[RECORDS PROVIDED]
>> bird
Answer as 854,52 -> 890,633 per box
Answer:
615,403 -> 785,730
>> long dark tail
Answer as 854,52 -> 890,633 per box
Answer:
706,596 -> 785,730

[INSTRUCTIONS TO FOLLOW] Output as a JSON list of strings, one per line and with blank lines omitted, the lines from the one containing "long dark tail" through the end of the lines, both ends inclusive.

[ANSWER TO THE EXERCISE]
[
  ">> long dark tail",
  "Answer as 854,52 -> 890,633 per box",
  "Answer:",
  "706,596 -> 785,730"
]